#### Task objective:
How many lines below contain the string "base"? Case counts. Give only the number.

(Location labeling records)
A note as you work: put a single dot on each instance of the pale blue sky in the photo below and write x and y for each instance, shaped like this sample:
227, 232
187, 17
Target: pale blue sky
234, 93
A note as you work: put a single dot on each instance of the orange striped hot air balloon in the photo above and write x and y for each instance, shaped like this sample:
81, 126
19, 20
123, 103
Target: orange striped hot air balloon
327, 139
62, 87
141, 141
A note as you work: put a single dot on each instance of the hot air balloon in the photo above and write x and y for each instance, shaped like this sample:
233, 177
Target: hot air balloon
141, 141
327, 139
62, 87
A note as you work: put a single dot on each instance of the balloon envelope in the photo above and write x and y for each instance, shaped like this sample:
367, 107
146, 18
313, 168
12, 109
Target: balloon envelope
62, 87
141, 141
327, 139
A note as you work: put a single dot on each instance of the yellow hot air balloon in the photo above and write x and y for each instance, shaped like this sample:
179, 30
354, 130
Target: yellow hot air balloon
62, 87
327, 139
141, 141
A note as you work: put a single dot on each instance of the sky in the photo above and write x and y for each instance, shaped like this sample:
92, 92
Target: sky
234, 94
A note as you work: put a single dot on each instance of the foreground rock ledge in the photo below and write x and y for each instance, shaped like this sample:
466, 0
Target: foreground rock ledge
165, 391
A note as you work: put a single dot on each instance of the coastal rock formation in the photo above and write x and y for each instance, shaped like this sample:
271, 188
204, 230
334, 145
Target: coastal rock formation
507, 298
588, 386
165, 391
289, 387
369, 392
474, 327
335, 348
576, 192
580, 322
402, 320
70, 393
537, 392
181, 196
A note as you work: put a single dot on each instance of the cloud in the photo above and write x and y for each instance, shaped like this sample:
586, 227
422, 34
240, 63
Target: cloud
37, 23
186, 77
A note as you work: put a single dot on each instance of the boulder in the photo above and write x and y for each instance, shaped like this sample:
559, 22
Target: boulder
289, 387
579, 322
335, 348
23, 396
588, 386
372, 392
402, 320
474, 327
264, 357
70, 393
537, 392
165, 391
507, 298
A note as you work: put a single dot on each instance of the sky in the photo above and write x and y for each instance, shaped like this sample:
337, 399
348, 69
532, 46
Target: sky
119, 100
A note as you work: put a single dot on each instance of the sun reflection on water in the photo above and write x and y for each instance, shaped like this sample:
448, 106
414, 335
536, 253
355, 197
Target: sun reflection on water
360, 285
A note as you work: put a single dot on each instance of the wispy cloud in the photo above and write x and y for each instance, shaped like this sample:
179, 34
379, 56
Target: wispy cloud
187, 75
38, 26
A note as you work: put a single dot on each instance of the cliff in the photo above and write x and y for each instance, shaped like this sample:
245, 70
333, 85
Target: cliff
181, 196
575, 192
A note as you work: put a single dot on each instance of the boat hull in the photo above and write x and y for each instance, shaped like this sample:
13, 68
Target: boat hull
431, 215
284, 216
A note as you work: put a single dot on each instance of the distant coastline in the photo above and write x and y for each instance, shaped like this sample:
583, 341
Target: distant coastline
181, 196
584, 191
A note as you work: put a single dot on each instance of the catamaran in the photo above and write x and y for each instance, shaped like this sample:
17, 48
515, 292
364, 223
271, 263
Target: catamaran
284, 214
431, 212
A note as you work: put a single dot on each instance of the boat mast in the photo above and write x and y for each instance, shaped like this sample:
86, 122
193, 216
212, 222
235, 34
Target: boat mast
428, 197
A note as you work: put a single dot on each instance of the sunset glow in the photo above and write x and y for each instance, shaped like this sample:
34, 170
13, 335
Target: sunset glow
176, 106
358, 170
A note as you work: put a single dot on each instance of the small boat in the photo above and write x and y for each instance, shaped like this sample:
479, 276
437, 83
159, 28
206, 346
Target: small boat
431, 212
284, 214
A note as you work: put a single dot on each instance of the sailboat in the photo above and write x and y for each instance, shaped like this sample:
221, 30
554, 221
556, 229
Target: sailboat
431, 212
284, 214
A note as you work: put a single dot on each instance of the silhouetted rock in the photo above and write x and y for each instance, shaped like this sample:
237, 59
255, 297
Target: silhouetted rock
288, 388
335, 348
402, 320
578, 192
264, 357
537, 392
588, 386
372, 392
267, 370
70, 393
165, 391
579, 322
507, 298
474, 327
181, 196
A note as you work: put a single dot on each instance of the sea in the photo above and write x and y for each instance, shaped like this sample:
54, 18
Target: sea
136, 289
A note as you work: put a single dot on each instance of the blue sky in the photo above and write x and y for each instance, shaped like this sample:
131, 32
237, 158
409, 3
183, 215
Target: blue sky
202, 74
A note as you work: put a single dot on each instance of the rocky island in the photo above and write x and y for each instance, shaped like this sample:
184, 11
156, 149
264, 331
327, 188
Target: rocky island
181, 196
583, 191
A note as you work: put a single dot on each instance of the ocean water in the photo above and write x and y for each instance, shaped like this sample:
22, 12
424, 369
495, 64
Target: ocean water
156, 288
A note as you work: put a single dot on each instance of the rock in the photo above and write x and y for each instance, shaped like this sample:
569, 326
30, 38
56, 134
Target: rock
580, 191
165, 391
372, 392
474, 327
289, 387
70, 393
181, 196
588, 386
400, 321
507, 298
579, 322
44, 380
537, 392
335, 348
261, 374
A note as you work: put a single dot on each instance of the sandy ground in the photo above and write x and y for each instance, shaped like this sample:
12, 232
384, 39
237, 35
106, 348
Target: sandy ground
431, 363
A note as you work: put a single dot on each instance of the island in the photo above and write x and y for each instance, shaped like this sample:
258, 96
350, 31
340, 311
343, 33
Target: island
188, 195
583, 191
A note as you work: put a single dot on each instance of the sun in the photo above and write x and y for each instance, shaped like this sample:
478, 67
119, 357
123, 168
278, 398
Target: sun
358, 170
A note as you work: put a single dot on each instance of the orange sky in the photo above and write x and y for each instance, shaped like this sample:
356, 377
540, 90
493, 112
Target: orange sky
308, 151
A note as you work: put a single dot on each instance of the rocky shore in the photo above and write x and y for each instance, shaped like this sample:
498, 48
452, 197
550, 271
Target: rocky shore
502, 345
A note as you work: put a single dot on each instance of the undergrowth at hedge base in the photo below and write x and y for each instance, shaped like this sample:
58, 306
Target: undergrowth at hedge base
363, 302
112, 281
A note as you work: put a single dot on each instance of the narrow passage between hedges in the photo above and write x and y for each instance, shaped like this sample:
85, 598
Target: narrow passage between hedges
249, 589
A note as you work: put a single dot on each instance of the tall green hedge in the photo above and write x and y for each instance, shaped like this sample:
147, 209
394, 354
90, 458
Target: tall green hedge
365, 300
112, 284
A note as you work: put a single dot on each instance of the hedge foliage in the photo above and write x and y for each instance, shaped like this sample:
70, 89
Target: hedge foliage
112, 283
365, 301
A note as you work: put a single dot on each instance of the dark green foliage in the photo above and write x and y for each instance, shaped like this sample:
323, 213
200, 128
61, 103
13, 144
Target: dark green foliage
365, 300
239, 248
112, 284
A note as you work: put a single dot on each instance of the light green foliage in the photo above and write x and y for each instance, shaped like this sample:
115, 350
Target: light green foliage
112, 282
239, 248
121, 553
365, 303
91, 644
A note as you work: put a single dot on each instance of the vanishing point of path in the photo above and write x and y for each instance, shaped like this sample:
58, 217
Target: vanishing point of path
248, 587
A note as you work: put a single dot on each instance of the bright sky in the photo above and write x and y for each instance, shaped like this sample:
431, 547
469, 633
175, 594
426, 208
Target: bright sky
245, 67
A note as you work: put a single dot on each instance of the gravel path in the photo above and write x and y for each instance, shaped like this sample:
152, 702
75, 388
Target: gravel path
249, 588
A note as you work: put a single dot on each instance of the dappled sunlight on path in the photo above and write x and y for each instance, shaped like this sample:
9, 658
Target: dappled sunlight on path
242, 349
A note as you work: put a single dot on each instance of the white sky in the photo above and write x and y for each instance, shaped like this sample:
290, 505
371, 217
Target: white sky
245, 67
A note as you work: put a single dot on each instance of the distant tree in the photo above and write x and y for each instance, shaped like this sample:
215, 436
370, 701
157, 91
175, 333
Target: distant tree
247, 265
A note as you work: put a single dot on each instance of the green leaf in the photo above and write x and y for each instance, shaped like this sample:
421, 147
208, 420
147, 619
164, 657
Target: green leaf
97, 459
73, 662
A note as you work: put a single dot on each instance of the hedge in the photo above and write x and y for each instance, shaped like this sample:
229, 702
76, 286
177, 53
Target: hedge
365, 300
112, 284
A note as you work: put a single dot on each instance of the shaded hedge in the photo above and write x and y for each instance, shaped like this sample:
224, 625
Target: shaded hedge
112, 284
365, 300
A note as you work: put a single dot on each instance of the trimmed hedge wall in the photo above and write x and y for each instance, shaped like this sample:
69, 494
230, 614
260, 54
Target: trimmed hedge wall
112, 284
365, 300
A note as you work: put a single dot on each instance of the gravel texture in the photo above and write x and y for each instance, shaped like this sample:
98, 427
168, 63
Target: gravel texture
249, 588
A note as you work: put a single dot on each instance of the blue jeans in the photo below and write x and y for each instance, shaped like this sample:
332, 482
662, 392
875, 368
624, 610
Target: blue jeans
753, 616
--
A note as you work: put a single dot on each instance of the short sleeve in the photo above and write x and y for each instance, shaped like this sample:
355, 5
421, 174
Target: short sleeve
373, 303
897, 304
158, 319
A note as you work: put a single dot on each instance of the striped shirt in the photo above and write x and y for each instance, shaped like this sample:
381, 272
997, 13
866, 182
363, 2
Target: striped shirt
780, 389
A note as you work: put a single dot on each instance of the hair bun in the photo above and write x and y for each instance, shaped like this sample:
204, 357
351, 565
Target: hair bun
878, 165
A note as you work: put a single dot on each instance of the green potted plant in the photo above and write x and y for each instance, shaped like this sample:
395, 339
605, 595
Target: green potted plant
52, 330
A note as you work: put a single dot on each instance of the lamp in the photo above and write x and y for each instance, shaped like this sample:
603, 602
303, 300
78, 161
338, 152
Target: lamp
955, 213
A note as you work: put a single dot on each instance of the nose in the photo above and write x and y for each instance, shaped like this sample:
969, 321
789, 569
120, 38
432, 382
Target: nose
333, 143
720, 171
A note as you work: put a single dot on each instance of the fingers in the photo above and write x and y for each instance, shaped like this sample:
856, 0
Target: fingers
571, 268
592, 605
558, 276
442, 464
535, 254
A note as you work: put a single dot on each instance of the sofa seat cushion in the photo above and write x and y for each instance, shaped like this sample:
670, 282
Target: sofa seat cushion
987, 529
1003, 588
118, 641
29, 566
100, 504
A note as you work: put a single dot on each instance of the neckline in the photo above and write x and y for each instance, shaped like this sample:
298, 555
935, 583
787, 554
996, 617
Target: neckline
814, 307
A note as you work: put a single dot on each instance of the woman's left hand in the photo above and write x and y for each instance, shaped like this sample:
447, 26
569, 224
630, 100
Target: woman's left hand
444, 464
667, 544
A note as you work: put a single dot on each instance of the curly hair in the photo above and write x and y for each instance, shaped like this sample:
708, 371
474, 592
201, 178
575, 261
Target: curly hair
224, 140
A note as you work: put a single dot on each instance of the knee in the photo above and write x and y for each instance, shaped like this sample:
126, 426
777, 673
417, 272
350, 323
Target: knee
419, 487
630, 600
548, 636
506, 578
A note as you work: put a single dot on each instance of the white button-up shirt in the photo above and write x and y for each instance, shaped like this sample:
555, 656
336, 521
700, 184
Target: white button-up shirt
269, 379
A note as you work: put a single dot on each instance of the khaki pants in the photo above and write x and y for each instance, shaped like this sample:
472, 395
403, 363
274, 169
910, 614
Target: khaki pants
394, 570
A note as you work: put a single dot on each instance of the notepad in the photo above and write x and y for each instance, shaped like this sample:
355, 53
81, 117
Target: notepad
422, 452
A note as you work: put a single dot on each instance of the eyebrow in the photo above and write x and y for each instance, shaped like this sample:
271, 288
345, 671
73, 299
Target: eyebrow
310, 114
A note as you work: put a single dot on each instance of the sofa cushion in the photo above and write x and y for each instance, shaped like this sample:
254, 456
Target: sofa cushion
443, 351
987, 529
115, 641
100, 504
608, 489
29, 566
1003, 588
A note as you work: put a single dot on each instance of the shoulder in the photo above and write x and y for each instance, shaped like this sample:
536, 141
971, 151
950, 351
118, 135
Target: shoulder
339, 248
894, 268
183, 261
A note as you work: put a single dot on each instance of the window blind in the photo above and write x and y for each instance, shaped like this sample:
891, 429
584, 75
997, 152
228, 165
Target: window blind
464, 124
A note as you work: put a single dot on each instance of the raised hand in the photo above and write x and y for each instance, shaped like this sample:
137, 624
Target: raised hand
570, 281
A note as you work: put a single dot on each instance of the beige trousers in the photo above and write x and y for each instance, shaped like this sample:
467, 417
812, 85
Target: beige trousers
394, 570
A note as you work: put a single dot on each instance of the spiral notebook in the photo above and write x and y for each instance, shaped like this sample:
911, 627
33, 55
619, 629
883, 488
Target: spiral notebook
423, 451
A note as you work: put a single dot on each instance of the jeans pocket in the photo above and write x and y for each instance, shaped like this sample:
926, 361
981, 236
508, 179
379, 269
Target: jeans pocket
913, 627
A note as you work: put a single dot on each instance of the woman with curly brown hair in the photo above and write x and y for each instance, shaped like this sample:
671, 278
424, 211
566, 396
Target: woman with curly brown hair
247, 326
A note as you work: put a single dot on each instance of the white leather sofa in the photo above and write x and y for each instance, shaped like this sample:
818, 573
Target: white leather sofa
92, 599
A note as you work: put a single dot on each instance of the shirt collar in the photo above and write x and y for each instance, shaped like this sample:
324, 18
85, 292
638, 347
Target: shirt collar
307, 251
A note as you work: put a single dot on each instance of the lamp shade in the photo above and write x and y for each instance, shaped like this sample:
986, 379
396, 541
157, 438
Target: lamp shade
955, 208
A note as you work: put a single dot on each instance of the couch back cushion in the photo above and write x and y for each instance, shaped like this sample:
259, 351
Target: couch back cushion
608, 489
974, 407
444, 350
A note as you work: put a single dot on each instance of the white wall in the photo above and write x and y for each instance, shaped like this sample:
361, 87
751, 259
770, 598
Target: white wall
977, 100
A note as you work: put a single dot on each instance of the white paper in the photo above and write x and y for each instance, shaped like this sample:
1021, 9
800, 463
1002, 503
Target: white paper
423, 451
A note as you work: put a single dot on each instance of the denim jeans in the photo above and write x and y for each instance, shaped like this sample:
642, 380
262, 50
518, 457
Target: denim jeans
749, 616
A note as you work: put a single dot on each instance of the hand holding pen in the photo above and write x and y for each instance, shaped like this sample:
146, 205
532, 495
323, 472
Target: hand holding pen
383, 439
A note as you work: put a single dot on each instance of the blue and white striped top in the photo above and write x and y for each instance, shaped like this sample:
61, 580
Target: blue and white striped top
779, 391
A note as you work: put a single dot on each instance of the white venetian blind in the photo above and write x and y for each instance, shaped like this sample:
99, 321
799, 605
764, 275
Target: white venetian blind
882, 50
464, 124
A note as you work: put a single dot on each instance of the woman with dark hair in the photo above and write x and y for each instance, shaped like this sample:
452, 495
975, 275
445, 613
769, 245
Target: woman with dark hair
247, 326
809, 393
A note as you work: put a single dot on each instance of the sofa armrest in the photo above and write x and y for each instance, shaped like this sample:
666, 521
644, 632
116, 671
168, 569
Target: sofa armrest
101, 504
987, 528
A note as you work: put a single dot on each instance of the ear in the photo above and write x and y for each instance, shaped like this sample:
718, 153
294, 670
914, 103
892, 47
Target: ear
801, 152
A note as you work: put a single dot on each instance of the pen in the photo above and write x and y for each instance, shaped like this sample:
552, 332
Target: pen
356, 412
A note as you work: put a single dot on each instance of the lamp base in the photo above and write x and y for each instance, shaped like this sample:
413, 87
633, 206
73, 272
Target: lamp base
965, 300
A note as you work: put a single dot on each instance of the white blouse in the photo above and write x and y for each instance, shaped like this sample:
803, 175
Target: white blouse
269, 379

#### Solution for this exercise:
4